Work instruction – Scan the records below. Copy every line in which the word "sheer" appears.

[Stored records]
* * *

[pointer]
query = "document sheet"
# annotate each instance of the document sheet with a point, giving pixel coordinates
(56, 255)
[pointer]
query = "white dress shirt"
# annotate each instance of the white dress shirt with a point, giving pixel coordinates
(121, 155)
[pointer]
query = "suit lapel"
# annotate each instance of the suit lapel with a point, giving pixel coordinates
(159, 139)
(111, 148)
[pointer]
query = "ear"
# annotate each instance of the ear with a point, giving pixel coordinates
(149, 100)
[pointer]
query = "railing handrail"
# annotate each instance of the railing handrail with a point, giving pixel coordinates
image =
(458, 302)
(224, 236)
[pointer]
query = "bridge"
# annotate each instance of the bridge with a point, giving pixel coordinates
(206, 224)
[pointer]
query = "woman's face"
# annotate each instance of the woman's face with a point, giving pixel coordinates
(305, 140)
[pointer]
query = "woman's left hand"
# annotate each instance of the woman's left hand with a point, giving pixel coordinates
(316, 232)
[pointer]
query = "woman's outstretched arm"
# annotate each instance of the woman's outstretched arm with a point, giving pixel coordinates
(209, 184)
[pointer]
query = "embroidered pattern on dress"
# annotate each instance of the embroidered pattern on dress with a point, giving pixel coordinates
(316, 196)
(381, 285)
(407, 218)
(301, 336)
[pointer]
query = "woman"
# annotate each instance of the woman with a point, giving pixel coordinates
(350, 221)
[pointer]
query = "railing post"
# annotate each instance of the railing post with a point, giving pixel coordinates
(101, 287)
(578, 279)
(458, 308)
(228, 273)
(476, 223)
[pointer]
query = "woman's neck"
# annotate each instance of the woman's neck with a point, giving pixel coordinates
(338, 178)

* * *

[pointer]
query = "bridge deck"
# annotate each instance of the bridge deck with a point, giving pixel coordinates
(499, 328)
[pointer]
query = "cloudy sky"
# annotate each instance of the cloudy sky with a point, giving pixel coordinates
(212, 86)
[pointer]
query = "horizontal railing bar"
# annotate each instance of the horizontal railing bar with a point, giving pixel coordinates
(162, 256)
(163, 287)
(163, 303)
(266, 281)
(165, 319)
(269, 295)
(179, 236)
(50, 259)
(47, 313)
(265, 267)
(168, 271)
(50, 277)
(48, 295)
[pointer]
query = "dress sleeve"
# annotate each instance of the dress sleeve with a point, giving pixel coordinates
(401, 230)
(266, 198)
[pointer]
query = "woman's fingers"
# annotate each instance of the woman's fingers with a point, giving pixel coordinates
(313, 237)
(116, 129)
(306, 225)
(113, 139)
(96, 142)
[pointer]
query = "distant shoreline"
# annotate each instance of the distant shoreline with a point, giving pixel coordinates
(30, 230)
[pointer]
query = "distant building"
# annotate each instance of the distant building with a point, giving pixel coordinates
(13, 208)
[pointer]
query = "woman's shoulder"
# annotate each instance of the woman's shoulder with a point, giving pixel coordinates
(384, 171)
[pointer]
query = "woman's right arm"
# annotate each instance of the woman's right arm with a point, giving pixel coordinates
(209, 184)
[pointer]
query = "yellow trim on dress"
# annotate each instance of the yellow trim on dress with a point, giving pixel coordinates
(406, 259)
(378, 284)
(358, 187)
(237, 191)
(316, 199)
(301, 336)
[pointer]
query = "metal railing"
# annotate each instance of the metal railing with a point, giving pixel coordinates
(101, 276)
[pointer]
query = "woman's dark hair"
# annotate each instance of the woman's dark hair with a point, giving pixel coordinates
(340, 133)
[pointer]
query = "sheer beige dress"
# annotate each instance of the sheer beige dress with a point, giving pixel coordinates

* * *

Answer box –
query = "sheer beige dress"
# annotate each instance of the sheer beige dress with a point, giving pixel coordinates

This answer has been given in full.